| AIM |
Repeat the material exactly as it appears.

| SOURCE RECORDS |

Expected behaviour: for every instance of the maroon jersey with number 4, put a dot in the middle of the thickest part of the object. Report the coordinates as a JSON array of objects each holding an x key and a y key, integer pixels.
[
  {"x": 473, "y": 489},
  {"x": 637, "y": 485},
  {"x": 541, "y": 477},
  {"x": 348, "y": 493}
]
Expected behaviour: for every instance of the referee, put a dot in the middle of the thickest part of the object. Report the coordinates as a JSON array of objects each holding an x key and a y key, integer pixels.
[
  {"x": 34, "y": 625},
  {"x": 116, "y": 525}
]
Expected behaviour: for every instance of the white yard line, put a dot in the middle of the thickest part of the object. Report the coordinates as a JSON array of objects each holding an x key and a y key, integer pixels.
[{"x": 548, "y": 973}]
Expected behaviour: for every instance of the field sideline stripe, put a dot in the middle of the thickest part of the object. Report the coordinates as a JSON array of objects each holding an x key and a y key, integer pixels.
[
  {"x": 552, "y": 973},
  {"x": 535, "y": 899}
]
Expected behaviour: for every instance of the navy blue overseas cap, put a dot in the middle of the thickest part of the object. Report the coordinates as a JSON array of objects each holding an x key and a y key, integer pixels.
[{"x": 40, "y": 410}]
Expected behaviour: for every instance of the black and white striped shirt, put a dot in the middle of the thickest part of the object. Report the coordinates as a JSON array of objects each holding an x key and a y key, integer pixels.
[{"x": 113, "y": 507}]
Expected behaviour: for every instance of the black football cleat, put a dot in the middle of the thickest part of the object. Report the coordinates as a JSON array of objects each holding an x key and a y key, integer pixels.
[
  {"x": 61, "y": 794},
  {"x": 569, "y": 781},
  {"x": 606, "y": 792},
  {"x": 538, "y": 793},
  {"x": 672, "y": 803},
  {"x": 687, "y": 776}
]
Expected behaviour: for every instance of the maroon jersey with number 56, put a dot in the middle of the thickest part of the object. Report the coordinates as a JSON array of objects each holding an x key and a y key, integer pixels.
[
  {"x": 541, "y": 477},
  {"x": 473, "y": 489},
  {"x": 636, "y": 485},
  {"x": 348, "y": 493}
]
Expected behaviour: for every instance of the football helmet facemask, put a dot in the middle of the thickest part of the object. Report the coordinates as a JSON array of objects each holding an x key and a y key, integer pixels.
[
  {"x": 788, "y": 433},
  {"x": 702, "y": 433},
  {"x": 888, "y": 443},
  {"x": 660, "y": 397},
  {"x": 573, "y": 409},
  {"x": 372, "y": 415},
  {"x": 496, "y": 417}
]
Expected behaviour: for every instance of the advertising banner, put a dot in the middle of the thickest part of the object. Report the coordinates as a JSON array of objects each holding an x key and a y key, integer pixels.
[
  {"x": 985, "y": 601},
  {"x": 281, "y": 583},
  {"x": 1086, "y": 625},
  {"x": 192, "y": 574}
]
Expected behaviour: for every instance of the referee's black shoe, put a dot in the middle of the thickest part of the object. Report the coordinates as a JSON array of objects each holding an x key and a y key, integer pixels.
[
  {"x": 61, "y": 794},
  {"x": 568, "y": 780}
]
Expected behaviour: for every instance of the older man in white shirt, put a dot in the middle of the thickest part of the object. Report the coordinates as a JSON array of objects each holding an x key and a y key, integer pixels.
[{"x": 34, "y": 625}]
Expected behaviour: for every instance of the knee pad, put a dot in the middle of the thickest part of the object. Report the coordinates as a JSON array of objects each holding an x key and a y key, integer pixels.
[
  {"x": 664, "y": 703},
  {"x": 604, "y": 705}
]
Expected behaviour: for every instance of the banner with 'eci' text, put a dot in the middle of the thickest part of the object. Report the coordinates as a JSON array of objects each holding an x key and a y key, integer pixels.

| FULL RESPONSE |
Expected behaviour: for every instance of the maroon jersey with number 4, put a dot in the middle of the thickest part of the object. Report the coordinates as a JSON array of objects each holding an x key and a y key, integer pixels.
[
  {"x": 473, "y": 489},
  {"x": 637, "y": 485},
  {"x": 541, "y": 477},
  {"x": 348, "y": 493}
]
Expected behaviour: for every instance of the referee, put a dot in the middle of the thickest part of the object. Report the coordinates as a JSON array of objects each holding an x key and a y key, integer pixels.
[
  {"x": 34, "y": 625},
  {"x": 116, "y": 525}
]
Expected behaviour: for every instance of the white yard line, put a dot in the middle of the thickest part of the object. Report the coordinates as a JSON array of objects each holding an x key and a y key, integer pixels.
[{"x": 548, "y": 973}]
Expected behaviour: for every instance of the field sideline stripe, put a dot in the middle of the thickest part of the object. Report the coordinates as a JSON array of objects each holding an x key and a y key, integer pixels.
[
  {"x": 552, "y": 973},
  {"x": 535, "y": 899}
]
Expected behaviour: for every instance of the navy blue overseas cap, put a dot in the middle of the thickest part of the object. Report the coordinates as a JSON array of objects each holding an x key and a y key, integer pixels.
[{"x": 40, "y": 410}]
Expected behaviour: for every instance of the black and white striped shirt, put a dot in the middle of the thickest part of the object. Report the coordinates as a JSON array of objects each holding an x key and a y key, integer pixels.
[{"x": 113, "y": 507}]
Expected behaviour: for every instance of the black football cleat, put a dot in the middle of the thickest part of the object. Report the coordinates as a JSON array of objects each holding an x key and a y key, integer pixels.
[
  {"x": 61, "y": 794},
  {"x": 569, "y": 781},
  {"x": 606, "y": 792},
  {"x": 538, "y": 793},
  {"x": 672, "y": 803},
  {"x": 687, "y": 776}
]
Expected behaviour: for every instance of the maroon jersey with number 56, put a dot in the middle of the thickest part of the object. Report the coordinates as a JSON array of objects each holding an x key and a y key, integer pixels.
[
  {"x": 541, "y": 477},
  {"x": 473, "y": 489},
  {"x": 636, "y": 485},
  {"x": 348, "y": 493}
]
Expected behaviour: for every instance of the football helmet facemask, put a dot in the middle of the thickest part of the object. Report the coordinates as a JSON array of objects each holding an x key and a y key, integer pixels.
[
  {"x": 788, "y": 433},
  {"x": 702, "y": 433},
  {"x": 888, "y": 443},
  {"x": 660, "y": 397},
  {"x": 573, "y": 409},
  {"x": 372, "y": 415},
  {"x": 496, "y": 417}
]
Expected behaviour: for every instance of the advertising banner, put a dot in the middle of the thickest part of the object. Report the coordinates as a JSON array of objects each holding an x key and a y key, integer pixels.
[
  {"x": 985, "y": 601},
  {"x": 281, "y": 583},
  {"x": 1086, "y": 625},
  {"x": 192, "y": 574}
]
Expected behaviour: for every instance of the referee's black shoe, put a dot in the middle of the thickest part of the object. Report the coordinates as a JSON array of objects each holding an x key and a y key, integer pixels.
[
  {"x": 61, "y": 794},
  {"x": 568, "y": 780}
]
Expected behaviour: for every instance of the older man in white shirt, put a dot in the middle of the thickest part of the object. Report the coordinates as a JSON array of objects each holding an x key and a y key, integer pixels.
[{"x": 34, "y": 625}]
Expected behaviour: for every instance of the knee pad, put a dot in the middle of the thickest part of the object. Report the coordinates as a JSON array of objects each holding an x key and a y key, integer pixels.
[
  {"x": 664, "y": 703},
  {"x": 604, "y": 705}
]
Expected behaviour: for every instance of the banner with 'eci' text, put a dot in the middle of the thickest part of the object. Report the coordinates as a JSON array of objects each holding an x key and a y key, integer pixels.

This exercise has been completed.